WHAT YOU HAVE TO DO. Arrange everything from the start of the material down to the line containing "<point>264,35</point>" as a numbered list, leaving out any blank lines.
***** DATA SHOWN *****
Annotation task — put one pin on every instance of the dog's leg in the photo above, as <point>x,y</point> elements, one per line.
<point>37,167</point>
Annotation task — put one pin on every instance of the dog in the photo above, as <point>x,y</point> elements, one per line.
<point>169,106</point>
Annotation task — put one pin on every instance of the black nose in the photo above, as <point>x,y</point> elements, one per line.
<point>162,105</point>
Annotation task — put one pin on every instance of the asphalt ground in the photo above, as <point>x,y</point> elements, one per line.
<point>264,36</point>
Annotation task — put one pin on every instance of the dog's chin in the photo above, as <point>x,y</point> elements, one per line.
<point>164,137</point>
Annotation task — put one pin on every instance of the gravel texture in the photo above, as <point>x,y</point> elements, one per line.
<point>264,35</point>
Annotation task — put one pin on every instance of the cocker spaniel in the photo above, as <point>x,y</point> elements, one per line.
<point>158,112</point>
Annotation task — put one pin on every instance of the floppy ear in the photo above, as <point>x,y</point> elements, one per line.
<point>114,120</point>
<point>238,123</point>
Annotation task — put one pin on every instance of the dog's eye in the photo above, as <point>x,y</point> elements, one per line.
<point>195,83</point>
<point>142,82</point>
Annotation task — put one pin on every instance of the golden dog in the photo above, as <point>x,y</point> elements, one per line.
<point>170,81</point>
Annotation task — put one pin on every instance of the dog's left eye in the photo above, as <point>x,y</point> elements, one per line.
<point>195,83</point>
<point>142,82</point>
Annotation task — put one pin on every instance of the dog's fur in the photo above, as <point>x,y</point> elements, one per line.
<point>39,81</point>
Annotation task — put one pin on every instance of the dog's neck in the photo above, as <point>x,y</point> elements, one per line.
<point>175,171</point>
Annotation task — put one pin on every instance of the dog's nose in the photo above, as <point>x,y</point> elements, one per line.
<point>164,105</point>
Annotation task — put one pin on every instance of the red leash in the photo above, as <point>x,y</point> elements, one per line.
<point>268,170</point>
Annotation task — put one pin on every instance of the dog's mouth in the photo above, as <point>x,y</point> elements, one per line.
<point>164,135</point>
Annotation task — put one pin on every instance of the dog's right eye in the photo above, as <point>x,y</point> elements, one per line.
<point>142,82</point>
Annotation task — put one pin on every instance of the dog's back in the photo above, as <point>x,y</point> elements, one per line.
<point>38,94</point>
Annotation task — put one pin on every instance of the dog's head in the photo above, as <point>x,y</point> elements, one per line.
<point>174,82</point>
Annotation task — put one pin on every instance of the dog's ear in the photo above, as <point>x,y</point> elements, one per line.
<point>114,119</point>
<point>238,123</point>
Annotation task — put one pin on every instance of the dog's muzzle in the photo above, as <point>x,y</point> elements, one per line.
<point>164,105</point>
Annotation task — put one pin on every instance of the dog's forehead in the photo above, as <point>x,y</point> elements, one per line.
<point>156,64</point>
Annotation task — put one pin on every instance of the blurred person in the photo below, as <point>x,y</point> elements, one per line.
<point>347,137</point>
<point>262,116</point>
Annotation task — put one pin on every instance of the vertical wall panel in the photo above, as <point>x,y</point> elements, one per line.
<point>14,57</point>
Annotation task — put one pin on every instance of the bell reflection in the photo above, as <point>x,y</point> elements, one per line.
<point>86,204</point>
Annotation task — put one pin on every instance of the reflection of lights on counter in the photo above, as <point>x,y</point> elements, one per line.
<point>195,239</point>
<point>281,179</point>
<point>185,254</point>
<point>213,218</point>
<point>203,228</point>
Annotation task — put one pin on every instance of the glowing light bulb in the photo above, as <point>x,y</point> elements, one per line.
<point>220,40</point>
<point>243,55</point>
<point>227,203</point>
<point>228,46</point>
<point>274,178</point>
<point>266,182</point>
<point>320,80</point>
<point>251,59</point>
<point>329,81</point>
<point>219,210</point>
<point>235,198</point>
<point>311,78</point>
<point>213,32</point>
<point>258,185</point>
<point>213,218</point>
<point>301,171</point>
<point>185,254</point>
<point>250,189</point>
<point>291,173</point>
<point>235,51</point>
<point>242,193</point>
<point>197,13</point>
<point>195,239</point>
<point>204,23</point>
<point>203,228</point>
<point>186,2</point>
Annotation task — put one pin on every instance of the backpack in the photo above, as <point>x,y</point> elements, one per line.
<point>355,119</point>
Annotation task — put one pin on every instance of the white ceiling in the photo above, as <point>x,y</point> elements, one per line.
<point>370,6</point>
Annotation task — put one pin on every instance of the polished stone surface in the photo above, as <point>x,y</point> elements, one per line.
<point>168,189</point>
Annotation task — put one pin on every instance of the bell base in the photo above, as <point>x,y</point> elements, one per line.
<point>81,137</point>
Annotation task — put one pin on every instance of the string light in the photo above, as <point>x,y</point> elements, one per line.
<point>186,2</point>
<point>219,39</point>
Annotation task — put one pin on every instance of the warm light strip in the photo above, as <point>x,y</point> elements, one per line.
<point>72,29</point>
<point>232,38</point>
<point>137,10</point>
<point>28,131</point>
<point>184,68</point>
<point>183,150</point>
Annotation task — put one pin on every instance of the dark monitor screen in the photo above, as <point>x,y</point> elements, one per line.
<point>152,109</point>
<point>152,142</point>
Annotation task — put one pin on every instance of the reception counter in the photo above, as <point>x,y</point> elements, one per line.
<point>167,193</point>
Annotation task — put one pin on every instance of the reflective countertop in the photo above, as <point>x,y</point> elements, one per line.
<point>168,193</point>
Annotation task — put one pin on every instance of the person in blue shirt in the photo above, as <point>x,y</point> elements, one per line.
*****
ANSWER TO THIS EXERCISE.
1. Annotation task — put one pin on every instance of the dog's leg in the photo above, as <point>x,y</point> elements, one per line.
2. <point>37,167</point>
3. Annotation task — put one pin on every instance of the dog in the photo above, as <point>x,y</point> elements, one per line.
4. <point>169,106</point>
5. Annotation task — put one pin on every instance of the black nose in the photo above, as <point>x,y</point> elements, one per line.
6. <point>162,105</point>
7. Annotation task — put one pin on every instance of the asphalt ground in the photo above, as <point>x,y</point> elements, one per line.
8. <point>264,36</point>
9. Annotation task — put one pin on every instance of the dog's chin in the photo above, as <point>x,y</point> elements, one per line.
10. <point>164,137</point>
11. Annotation task — put one pin on every instance of the gravel texture in the photo above, as <point>x,y</point> elements, one per line.
12. <point>264,35</point>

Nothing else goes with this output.